*PASSAGE TO READ*.
══════════

Wherefore we may reasonably declare that it is full of twaddle to say that men will ever be caught up into the air.

And Paul's lie becomes very plain when he says, "We which are alive." For it is three hundred years since he said this,2 and no body has anywhere been caught up, either Paul's or any one else's. So it is time this saying of Paul became silent, for it is driven away in confusion.

Chapter Twelve

Answer to the objection based on S. Paul's words that "we which are alive shall be caught up in the clouds" (1 Thess. iv. 15-17).

[We must act as reasoning beings, and look for a mystic meaning in the words. He means that at Christ's second coming the godly will be caught up from the corruption of this life. Just as the water in the sea is heavy, and yet is drawn up into the air in clouds, so shall man be drawn up by angelic might. For the "cloud," which is sometimes high and sometimes near the earth, signifies the angels, who both rise to heaven and descend to earth in the course of their service. For this we may refer to Abbakum,3 drawn up by a cloud from Judaea, and carried and set down over the Babylonian pit, or to the angels which Jacob saw ascending and descending. The prophets also show angels to be clouds, as when Isaiah says (xv. 6), " I will command the clouds not to rain upon the vine," i.e. the angels are not to rain visions upon Israel. Again Daniel says (vii. 13) that Christ will come "with the clouds of heaven," while Christ said He would come and all the angels with Him (Matt. xxv. 31).

Also the Psalms speak of "Clouds and darkness round about him" (Ps. xcvii. 2), where His judgment-seat is the severity of the law, which will be combined with the grace of the Gospel (cf. Ps. civ. 3). Also the Gospel says, "He shall send forth his angels and gather the elect from the four winds of heaven " (Mark xiii. 26, 27).

That it was the Apostle's habit to allegorise thus, may be seen from such pasages as "The night is far spent, the day is at hand."

At the end of the world, it is the trumpet of angelic voices which will sound, and give man the power to rise, just as the horses of fire, which were really angels, took up Elijah.

With regard to your argument that everything must remain in its own element, mark that it is not by remaining in themselves, but in something different, that created things are preserved. You cannot keep fire in fire, but in the air. What is wet is kept in what is dry, as water in a vessel, etc. The same applies to things light and heavy, and to soul and body.

And mark further that things are only what they are, relatively to something else. For example, there would be no test of an unrighteous man if there were no righteousness. So it is not strange that angels should draw men up just as clouds draw water. (For the identification of men with water, see Isaiah xvii. 13, " Behold many nations as water.")

There is no falsehood in Paul declaring that "We shall be caught up," although the resurrection did not take place in his day, for he is very fond of identifying his own humanity with that of the whole race.

Footnotes:

1He places too late the words "unto the coming of the Lord' and omits "and remain" after the second occurrence of "we which are alive." "Cloud" for "clouds" is another unimportant inaccuracy.

2He does not intend to substitute an impersonal power for the Creator; indeed, further on he attributes creation to the Word of God.

3The story is taken from the Apocryphal part of Daniel, viz. xiv. 34-36 (Bel and the Dragon). The LXX gives the name as Αμβακούμ, in A.V. Habbacuc.

══════════

*WRITTEN INSTRUCTION 1*. Reproduce the passage on Paul's words, starting with "Wherefore we may" and going on through "Thess. iv. 15-17).".
*WRITTEN INSTRUCTION 2*.
Answer these from the passage on Paul's words:
(a) What do the "cloud" or "clouds" signify, according to Chapter Twelve?
(b) What took up Elijah, and what were they really?
(c) According to the footnotes, from what part of Daniel is the story of Abbakum taken?

*STORED RECORDS*.
══════════

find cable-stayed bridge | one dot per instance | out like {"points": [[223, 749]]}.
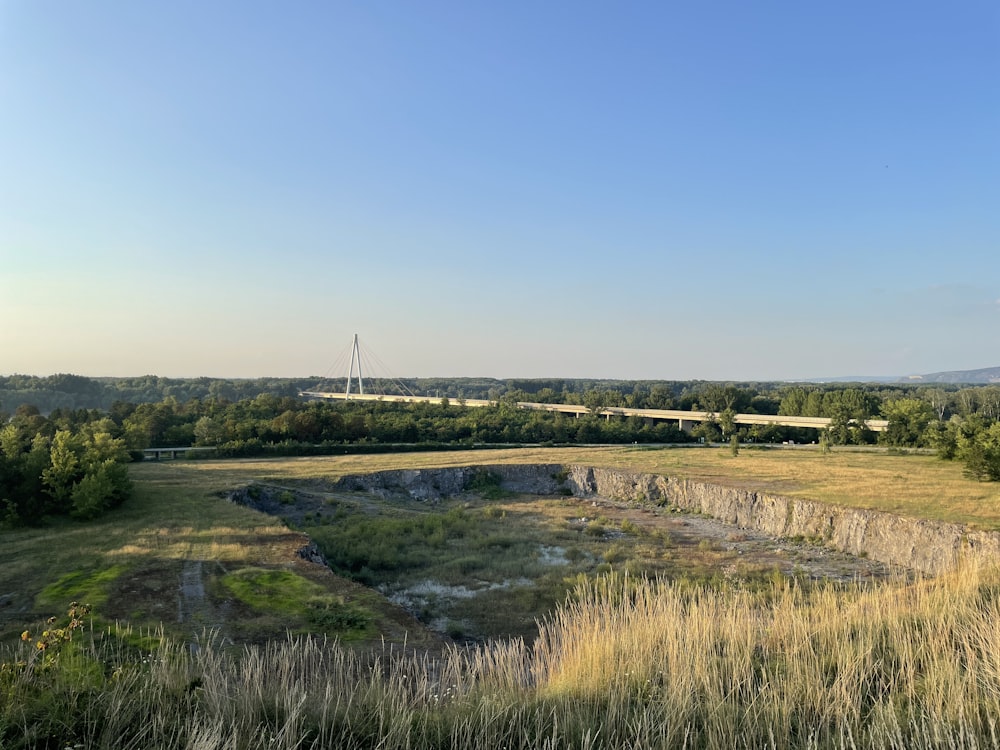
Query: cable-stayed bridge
{"points": [[685, 419]]}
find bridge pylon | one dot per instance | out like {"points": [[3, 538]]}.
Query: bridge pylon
{"points": [[355, 356]]}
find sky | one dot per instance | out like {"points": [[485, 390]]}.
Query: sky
{"points": [[710, 190]]}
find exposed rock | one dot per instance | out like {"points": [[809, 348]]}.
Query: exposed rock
{"points": [[433, 484], [312, 554], [923, 545], [919, 544]]}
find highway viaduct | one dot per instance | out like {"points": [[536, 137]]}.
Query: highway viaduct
{"points": [[685, 419]]}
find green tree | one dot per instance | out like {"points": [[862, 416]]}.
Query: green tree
{"points": [[908, 419], [64, 469]]}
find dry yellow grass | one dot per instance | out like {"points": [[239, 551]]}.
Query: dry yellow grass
{"points": [[912, 485]]}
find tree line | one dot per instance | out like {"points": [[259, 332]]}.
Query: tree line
{"points": [[65, 464], [71, 459]]}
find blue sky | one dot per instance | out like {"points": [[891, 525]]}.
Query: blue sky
{"points": [[715, 190]]}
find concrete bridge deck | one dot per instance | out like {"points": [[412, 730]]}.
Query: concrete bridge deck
{"points": [[684, 418]]}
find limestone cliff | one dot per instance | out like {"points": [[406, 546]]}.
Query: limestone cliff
{"points": [[927, 546]]}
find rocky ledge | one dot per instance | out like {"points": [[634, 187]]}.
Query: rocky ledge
{"points": [[922, 545]]}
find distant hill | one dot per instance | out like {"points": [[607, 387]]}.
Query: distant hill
{"points": [[981, 376], [972, 377]]}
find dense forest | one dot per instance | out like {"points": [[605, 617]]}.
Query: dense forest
{"points": [[64, 439]]}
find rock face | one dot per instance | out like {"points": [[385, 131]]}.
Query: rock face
{"points": [[431, 484], [927, 546]]}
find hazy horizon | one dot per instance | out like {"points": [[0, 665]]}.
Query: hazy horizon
{"points": [[653, 191]]}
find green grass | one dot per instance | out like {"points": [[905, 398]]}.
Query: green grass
{"points": [[284, 593], [129, 564], [920, 486], [89, 586], [627, 664]]}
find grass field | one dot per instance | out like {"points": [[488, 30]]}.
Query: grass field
{"points": [[177, 516], [627, 663], [921, 486]]}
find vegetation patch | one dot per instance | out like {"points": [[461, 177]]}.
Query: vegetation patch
{"points": [[91, 586], [283, 592]]}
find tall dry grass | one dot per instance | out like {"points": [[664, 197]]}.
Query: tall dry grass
{"points": [[633, 664]]}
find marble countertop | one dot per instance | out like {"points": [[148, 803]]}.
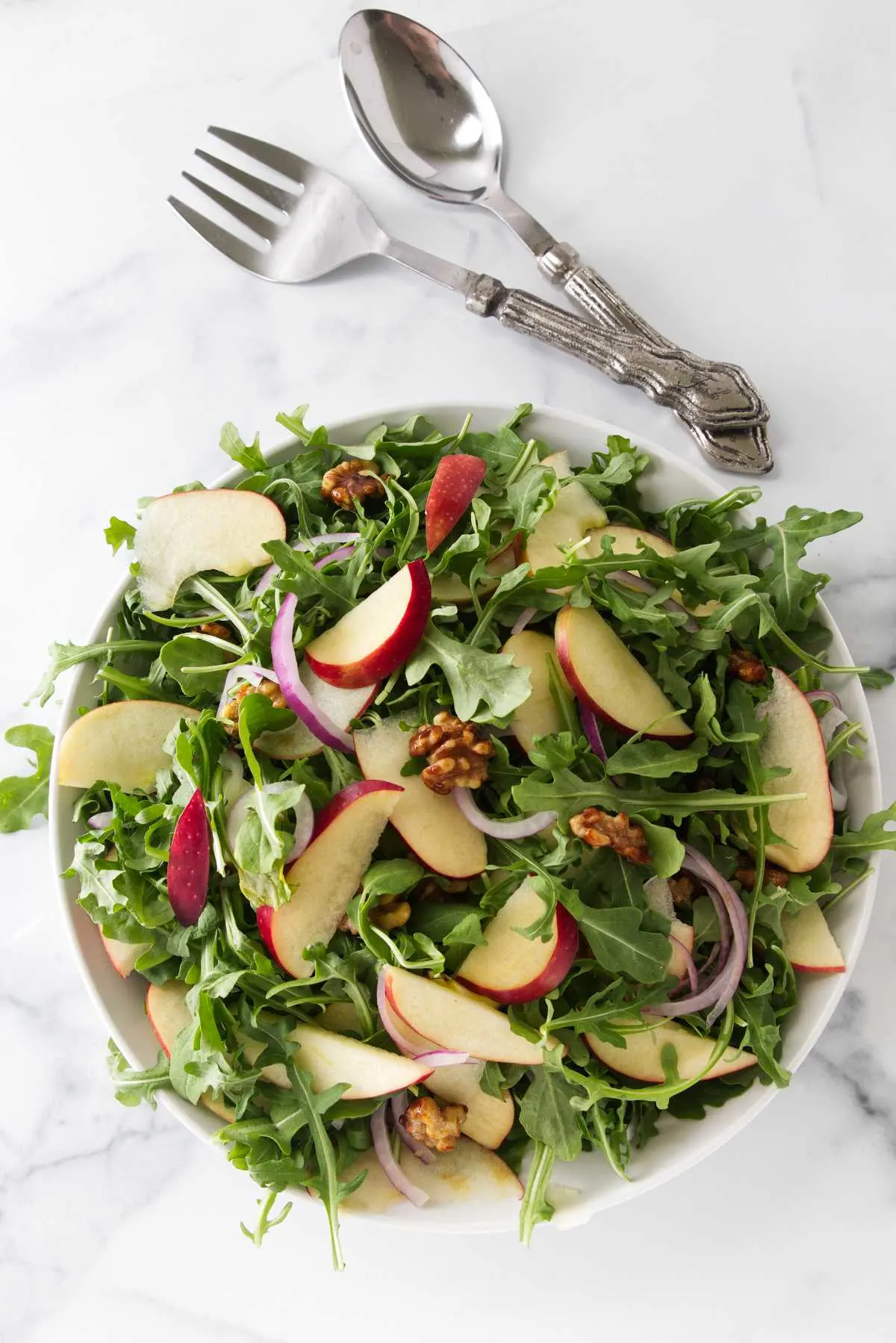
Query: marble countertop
{"points": [[729, 170]]}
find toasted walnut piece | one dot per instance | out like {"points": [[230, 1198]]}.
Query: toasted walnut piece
{"points": [[747, 876], [349, 481], [682, 890], [435, 1126], [217, 630], [746, 666], [230, 713], [391, 914], [603, 831], [458, 757]]}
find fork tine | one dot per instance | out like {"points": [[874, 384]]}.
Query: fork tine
{"points": [[281, 160], [220, 238], [277, 196], [258, 223]]}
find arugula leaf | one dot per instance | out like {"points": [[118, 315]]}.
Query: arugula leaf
{"points": [[26, 795], [120, 533], [247, 454], [474, 677]]}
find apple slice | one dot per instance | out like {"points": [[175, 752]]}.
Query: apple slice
{"points": [[467, 1174], [512, 969], [332, 1058], [457, 1020], [120, 743], [326, 877], [574, 516], [539, 715], [642, 1053], [455, 481], [682, 943], [793, 739], [809, 943], [381, 633], [340, 707], [606, 676], [432, 825], [168, 1016], [186, 533], [124, 955]]}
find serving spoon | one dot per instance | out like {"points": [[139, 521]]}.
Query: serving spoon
{"points": [[429, 119]]}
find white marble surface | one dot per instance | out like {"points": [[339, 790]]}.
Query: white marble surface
{"points": [[729, 170]]}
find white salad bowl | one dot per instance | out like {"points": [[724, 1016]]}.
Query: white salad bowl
{"points": [[586, 1186]]}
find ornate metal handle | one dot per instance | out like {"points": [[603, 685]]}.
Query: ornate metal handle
{"points": [[716, 400]]}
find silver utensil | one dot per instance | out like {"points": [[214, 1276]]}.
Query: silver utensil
{"points": [[428, 117], [324, 225]]}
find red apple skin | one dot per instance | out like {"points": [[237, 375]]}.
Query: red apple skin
{"points": [[554, 973], [566, 664], [455, 481], [396, 649]]}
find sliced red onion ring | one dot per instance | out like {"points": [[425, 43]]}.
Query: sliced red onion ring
{"points": [[641, 585], [722, 987], [825, 696], [393, 1171], [593, 731], [398, 1105], [520, 829], [691, 978], [523, 619], [343, 552], [250, 672], [282, 651], [304, 819]]}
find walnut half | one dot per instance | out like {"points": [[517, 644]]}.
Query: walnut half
{"points": [[603, 831], [438, 1127], [458, 757]]}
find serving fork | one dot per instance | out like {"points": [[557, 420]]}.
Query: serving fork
{"points": [[319, 225]]}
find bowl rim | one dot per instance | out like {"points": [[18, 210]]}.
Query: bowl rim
{"points": [[755, 1100]]}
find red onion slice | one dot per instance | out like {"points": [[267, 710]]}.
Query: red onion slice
{"points": [[593, 731], [398, 1105], [523, 619], [391, 1169], [304, 819], [520, 829], [722, 989], [297, 698]]}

══════════

*EXERCISE OUTPUT 1*.
Wherefore we may reasonably declare that it is full of twaddle to say that men will ever be caught up into the air.

And Paul's lie becomes very plain when he says, "We which are alive." For it is three hundred years since he said this,2 and no body has anywhere been caught up, either Paul's or any one else's. So it is time this saying of Paul became silent, for it is driven away in confusion.

Chapter Twelve

Answer to the objection based on S. Paul's words that "we which are alive shall be caught up in the clouds" (1 Thess. iv. 15-17).

*EXERCISE OUTPUT 2*.
(a) The angels.
(b) The horses of fire, which were really angels.
(c) The Apocryphal part of Daniel, xiv. 34-36 (Bel and the Dragon).